> [Task objective]: An exact copy of the lines from the top of the data through the line with "the white blouse" is what you should give, with no pictures in it.

[Given entries Boundary: Start]

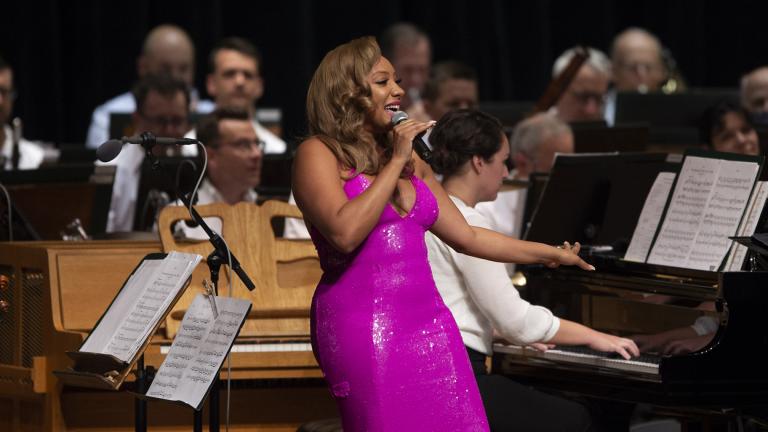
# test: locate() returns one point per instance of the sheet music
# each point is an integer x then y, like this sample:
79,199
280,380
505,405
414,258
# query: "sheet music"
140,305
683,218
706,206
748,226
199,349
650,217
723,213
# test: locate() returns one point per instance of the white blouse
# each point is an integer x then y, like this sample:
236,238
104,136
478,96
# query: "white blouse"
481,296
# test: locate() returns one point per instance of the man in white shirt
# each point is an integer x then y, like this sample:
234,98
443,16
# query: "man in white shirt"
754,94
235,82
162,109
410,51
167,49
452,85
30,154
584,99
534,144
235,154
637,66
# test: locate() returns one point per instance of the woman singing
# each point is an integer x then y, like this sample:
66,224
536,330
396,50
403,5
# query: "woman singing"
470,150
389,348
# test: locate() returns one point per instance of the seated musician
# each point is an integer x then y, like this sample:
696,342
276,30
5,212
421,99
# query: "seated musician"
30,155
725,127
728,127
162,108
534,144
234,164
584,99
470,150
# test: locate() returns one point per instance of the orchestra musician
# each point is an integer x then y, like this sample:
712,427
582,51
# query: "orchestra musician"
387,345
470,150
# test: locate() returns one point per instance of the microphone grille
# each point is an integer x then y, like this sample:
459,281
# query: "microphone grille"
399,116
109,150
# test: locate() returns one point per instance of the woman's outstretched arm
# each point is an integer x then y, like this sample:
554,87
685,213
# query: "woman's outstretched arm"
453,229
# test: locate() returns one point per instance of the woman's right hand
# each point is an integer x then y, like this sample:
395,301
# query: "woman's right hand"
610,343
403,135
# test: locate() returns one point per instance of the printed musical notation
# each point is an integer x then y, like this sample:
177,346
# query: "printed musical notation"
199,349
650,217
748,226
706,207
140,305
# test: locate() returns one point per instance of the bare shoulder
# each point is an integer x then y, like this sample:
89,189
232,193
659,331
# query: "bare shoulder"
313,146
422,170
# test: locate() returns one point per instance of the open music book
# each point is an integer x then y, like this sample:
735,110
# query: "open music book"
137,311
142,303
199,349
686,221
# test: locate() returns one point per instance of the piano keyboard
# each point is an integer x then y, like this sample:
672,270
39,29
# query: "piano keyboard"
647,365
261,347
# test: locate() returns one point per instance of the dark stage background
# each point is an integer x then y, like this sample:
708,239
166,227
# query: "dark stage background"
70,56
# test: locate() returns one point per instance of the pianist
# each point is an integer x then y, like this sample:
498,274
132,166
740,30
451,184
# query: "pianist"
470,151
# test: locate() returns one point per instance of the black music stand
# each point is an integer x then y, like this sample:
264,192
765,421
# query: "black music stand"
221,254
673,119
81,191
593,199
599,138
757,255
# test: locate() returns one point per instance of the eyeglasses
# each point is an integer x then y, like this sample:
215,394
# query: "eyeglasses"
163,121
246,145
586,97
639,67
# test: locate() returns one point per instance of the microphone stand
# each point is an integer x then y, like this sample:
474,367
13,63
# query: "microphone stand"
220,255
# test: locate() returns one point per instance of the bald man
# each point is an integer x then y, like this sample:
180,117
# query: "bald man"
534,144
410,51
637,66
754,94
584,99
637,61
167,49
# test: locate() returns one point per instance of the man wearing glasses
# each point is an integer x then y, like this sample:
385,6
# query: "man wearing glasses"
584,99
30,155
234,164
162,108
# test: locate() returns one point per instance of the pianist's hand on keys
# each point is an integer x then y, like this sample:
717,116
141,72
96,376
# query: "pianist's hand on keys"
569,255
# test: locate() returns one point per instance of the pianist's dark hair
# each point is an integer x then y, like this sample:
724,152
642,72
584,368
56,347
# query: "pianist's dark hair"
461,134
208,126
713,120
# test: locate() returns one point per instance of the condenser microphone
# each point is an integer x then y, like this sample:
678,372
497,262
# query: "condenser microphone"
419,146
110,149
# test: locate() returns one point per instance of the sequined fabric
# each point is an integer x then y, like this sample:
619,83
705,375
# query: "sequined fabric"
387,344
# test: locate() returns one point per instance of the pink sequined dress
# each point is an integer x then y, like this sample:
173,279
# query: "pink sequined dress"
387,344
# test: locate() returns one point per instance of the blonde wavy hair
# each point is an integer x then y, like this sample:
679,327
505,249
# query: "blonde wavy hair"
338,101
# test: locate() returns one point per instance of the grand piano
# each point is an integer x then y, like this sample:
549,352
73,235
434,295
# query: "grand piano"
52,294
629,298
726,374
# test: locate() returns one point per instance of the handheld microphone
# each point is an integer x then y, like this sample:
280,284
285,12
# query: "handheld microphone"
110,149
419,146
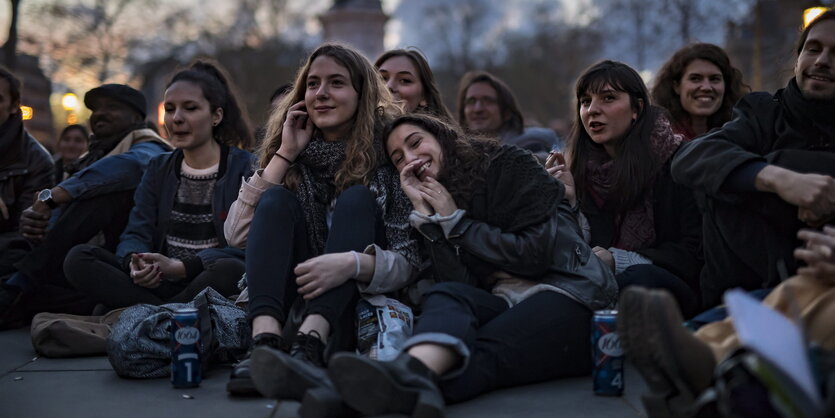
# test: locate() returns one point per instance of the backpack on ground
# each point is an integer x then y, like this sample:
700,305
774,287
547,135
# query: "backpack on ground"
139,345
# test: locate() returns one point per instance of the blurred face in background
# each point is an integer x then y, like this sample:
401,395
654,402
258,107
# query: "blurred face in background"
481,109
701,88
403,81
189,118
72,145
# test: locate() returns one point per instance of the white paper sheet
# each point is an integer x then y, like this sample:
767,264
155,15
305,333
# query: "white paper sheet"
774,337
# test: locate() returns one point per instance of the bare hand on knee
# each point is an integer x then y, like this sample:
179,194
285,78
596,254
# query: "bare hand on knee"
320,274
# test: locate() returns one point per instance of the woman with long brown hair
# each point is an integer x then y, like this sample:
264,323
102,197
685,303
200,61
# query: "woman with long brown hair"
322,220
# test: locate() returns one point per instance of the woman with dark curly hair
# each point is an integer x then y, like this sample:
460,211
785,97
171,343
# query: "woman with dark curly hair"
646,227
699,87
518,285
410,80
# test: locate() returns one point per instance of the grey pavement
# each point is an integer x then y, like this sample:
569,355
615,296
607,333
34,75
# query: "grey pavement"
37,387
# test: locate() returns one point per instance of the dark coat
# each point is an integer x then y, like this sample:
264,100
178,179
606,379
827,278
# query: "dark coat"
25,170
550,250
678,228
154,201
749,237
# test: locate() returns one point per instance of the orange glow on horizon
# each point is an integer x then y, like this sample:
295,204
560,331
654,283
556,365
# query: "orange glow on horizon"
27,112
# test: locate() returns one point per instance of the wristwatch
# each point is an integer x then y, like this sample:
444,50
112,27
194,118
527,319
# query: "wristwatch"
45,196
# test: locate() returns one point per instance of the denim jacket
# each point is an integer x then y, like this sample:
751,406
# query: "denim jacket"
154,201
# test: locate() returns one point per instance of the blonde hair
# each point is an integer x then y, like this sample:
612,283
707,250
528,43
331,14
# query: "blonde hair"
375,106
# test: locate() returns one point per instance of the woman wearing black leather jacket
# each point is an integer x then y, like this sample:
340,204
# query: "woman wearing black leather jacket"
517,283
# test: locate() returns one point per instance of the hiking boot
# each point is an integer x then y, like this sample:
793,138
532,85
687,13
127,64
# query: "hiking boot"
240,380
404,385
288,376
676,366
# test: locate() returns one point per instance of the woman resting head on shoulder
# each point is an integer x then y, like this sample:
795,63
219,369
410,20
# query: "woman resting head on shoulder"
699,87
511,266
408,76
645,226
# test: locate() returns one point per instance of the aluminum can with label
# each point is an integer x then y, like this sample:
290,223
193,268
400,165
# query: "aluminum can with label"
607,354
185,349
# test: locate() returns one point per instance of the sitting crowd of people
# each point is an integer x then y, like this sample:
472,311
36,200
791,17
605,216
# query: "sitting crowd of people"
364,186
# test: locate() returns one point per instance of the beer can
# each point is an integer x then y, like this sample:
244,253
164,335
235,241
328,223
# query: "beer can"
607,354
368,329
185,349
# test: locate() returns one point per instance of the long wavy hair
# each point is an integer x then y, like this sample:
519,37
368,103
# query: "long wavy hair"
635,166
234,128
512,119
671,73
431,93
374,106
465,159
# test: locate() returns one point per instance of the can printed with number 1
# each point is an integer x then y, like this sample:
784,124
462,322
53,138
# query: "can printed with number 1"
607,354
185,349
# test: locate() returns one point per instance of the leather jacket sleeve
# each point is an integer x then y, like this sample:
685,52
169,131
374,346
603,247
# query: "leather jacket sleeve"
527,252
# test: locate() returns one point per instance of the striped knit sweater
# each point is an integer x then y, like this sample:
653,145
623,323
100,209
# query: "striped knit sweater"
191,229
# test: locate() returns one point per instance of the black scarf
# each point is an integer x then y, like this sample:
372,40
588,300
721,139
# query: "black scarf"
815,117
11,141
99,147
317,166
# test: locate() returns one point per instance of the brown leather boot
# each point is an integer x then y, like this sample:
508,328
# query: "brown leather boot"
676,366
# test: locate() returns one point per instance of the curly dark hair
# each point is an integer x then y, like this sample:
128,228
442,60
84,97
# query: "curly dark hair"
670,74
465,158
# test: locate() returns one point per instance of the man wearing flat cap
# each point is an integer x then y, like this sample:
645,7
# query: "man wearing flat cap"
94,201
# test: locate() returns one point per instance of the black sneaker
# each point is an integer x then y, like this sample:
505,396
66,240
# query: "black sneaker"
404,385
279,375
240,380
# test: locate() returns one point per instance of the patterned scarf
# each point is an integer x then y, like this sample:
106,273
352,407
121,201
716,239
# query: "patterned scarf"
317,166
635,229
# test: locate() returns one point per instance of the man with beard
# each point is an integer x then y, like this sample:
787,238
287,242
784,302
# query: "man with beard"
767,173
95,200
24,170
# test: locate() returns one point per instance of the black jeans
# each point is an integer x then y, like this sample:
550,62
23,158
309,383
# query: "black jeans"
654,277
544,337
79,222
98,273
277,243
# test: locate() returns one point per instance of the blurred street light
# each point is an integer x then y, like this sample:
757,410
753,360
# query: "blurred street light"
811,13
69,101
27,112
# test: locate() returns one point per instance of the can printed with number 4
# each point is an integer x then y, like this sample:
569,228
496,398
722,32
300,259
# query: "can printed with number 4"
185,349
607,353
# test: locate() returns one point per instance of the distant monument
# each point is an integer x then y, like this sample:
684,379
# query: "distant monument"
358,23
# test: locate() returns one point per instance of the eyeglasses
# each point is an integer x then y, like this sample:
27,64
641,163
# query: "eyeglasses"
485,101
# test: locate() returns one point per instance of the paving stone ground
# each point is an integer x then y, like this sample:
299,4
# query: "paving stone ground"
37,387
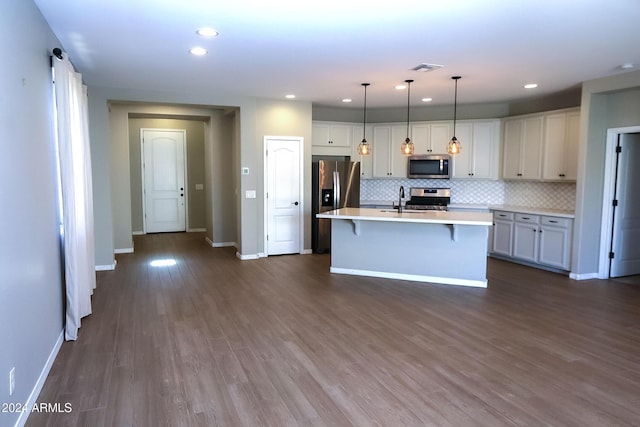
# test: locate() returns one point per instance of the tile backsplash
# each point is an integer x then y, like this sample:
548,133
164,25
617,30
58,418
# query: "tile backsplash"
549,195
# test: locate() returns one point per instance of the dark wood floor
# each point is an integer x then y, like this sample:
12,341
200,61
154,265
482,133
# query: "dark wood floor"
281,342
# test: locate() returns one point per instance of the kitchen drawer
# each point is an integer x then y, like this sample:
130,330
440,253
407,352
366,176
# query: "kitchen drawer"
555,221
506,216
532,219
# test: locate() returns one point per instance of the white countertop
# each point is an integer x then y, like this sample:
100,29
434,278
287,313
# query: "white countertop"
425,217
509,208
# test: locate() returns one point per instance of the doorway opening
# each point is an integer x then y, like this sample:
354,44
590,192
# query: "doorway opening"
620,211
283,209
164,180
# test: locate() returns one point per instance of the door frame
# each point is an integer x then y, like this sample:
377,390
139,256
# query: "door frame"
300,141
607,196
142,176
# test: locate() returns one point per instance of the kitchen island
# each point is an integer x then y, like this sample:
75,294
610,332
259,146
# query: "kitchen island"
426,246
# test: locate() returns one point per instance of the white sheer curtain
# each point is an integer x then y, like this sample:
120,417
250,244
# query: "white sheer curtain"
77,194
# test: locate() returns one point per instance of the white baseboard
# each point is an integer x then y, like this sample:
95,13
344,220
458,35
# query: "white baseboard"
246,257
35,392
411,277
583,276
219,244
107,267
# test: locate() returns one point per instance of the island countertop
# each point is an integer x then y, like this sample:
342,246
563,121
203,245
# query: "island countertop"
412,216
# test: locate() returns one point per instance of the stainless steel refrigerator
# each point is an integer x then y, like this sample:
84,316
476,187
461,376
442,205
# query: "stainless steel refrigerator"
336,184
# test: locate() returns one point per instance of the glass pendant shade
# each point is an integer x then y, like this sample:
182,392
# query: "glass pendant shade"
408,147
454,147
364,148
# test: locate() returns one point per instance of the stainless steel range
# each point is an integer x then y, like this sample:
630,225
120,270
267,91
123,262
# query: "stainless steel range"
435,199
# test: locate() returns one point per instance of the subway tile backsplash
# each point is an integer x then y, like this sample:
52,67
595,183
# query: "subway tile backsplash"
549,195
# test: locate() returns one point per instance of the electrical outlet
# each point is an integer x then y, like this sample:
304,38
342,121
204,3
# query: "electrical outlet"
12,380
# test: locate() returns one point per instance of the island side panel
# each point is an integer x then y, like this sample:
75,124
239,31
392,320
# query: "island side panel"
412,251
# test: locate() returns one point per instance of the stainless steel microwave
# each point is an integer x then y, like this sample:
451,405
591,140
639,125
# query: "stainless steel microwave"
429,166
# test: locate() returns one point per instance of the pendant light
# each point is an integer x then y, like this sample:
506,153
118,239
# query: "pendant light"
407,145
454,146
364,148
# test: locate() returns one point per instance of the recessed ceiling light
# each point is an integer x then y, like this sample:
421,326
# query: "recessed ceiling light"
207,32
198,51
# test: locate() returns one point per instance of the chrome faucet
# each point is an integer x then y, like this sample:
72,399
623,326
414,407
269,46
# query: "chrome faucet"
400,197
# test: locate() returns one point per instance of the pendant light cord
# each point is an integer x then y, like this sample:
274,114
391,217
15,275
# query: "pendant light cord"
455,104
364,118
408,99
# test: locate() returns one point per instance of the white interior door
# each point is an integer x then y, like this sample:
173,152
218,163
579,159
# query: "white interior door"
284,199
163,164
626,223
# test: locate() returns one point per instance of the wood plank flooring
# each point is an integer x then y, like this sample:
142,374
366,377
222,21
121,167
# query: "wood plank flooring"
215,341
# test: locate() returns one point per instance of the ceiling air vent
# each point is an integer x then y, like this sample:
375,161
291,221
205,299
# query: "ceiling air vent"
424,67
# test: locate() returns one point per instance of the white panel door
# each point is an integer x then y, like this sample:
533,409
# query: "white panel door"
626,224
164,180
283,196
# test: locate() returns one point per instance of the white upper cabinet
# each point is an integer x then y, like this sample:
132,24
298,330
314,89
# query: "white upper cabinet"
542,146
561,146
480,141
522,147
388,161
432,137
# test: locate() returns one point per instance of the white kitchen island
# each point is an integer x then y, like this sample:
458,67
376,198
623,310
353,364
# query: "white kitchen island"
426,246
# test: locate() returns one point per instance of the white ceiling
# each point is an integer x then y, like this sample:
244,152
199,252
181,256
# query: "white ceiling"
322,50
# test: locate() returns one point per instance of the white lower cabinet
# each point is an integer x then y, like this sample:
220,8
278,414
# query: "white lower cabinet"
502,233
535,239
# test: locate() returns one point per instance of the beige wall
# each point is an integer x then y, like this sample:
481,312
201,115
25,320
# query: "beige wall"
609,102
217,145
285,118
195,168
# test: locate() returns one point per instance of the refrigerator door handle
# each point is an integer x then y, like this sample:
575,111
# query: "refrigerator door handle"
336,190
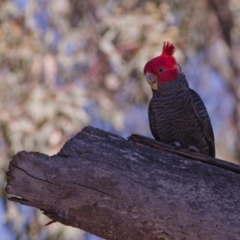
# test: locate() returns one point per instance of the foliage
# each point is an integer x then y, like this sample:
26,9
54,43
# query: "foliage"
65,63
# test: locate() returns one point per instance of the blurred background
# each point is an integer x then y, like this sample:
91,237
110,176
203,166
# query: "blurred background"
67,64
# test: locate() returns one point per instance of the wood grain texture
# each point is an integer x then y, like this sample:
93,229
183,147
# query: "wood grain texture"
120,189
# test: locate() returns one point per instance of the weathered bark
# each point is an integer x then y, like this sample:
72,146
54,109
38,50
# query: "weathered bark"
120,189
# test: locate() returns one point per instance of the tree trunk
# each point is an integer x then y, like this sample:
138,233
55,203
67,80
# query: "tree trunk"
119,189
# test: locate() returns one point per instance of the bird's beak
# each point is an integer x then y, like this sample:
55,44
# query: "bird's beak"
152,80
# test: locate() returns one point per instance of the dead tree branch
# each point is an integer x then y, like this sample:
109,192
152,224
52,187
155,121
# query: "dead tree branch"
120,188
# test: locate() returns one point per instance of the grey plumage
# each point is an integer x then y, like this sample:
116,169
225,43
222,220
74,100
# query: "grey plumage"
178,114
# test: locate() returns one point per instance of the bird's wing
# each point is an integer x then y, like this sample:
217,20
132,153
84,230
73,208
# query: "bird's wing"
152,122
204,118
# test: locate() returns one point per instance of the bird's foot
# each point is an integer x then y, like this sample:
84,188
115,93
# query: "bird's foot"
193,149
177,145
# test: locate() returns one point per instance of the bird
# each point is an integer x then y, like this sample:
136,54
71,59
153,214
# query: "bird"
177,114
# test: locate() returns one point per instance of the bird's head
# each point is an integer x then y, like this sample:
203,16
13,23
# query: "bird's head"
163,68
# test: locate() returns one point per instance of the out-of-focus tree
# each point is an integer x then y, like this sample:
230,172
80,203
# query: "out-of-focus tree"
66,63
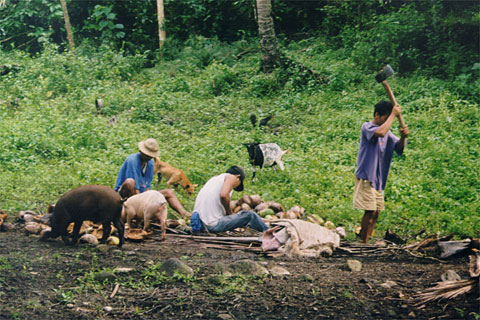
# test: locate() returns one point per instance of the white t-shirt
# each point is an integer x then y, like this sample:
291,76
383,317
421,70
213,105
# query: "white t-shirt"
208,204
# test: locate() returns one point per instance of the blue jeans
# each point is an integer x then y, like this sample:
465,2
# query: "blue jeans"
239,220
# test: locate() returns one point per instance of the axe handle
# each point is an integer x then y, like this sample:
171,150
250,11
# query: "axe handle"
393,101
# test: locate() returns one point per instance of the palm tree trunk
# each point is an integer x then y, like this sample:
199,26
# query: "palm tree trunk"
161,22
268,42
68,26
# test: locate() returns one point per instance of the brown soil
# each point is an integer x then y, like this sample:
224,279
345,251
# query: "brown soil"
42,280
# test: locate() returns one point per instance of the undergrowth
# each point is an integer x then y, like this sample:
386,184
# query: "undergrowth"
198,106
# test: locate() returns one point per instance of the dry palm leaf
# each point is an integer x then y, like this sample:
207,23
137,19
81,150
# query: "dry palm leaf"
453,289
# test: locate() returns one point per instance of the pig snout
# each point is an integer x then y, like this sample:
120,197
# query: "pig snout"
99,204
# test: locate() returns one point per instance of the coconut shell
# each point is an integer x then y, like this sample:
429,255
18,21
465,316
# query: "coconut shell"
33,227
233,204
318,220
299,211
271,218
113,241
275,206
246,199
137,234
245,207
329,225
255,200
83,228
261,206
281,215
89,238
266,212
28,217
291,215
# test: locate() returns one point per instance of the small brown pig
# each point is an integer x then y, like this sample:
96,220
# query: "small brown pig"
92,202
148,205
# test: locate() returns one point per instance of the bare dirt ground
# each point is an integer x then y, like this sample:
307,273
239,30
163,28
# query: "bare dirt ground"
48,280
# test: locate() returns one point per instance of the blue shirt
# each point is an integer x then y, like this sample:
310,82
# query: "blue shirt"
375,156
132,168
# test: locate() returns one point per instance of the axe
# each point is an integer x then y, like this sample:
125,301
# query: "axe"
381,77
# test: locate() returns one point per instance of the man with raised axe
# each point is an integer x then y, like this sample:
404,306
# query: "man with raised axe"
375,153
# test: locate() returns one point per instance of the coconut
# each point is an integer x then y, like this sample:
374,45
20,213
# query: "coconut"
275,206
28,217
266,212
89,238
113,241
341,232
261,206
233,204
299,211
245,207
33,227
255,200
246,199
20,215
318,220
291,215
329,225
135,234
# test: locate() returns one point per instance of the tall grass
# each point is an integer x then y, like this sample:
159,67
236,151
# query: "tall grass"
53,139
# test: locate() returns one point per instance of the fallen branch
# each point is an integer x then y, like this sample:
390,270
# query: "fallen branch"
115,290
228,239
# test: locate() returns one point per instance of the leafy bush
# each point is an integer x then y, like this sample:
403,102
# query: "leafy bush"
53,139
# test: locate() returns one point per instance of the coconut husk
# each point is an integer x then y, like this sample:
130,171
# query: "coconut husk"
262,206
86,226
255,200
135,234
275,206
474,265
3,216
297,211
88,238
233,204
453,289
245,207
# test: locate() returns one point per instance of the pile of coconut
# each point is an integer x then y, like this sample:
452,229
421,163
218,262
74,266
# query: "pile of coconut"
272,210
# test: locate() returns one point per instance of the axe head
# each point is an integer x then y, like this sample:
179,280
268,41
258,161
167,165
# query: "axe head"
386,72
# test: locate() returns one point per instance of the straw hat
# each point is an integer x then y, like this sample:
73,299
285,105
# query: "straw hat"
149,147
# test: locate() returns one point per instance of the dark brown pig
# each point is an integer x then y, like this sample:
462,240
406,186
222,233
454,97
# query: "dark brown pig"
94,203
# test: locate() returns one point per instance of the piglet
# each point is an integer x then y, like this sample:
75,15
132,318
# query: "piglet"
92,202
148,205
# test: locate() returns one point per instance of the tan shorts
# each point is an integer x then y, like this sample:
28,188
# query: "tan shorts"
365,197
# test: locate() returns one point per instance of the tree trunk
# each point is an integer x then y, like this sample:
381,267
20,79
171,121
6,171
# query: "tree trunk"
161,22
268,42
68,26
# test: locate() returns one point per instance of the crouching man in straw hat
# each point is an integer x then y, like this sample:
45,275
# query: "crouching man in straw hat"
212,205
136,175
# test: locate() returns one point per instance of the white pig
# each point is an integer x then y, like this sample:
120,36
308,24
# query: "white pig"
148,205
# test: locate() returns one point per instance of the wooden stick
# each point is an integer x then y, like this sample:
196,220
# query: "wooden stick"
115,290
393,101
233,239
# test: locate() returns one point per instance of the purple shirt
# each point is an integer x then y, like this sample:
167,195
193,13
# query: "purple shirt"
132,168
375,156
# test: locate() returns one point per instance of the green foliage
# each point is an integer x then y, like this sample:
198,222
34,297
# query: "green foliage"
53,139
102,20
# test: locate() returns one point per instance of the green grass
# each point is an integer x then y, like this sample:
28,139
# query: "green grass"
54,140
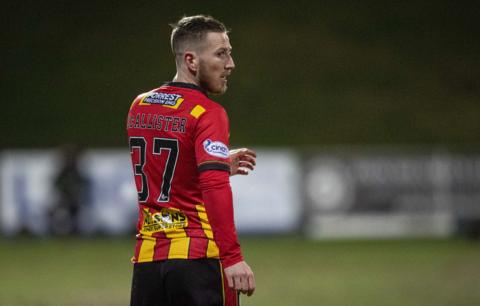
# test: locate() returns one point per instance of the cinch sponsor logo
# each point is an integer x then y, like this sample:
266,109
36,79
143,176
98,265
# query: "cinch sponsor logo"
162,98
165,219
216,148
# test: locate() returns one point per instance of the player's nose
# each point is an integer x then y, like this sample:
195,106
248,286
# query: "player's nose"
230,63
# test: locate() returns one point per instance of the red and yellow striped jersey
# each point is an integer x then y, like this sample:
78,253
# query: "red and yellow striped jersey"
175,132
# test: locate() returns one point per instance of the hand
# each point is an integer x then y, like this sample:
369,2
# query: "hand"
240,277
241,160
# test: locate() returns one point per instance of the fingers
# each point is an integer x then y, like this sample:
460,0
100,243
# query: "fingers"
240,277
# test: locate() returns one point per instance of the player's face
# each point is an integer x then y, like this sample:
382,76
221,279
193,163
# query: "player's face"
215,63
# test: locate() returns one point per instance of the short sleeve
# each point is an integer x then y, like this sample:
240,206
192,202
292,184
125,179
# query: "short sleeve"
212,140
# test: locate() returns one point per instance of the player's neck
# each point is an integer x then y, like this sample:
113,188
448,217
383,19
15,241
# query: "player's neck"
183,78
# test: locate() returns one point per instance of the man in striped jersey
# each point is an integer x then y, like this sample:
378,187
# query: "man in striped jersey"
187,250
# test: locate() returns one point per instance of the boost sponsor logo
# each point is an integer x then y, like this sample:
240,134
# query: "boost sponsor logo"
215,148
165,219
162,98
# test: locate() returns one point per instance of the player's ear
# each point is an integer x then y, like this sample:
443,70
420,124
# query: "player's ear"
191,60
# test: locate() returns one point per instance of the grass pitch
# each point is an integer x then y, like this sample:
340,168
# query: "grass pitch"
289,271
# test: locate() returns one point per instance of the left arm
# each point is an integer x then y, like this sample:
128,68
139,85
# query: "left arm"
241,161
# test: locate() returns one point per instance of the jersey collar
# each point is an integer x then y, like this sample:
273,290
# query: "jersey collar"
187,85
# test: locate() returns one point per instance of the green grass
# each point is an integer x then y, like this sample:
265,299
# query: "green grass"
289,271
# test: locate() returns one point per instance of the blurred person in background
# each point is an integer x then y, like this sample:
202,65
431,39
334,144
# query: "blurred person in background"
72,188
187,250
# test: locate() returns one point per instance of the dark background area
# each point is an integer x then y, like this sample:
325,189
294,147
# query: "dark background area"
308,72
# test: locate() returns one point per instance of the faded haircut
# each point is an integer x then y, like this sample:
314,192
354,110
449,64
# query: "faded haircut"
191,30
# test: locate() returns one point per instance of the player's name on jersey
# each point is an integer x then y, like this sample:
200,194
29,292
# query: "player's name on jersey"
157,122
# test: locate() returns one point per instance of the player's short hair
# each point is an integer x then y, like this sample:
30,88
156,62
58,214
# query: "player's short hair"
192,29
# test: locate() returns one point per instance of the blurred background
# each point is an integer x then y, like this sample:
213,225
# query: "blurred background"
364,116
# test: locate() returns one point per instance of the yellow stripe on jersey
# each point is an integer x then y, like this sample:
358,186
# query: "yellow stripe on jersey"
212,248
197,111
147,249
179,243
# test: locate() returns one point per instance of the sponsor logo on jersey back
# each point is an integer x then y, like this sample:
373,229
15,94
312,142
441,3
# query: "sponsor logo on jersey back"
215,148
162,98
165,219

[Given entries Boundary: End]

> [Task output]:
# test: locate() returns one point per instance of the sheet music
# each point is an integer x then y, like this sample:
79,199
280,380
505,405
414,258
# query: "sheet music"
140,305
683,218
706,206
748,226
199,349
650,217
723,213
# test: locate() returns one point per instance of the white blouse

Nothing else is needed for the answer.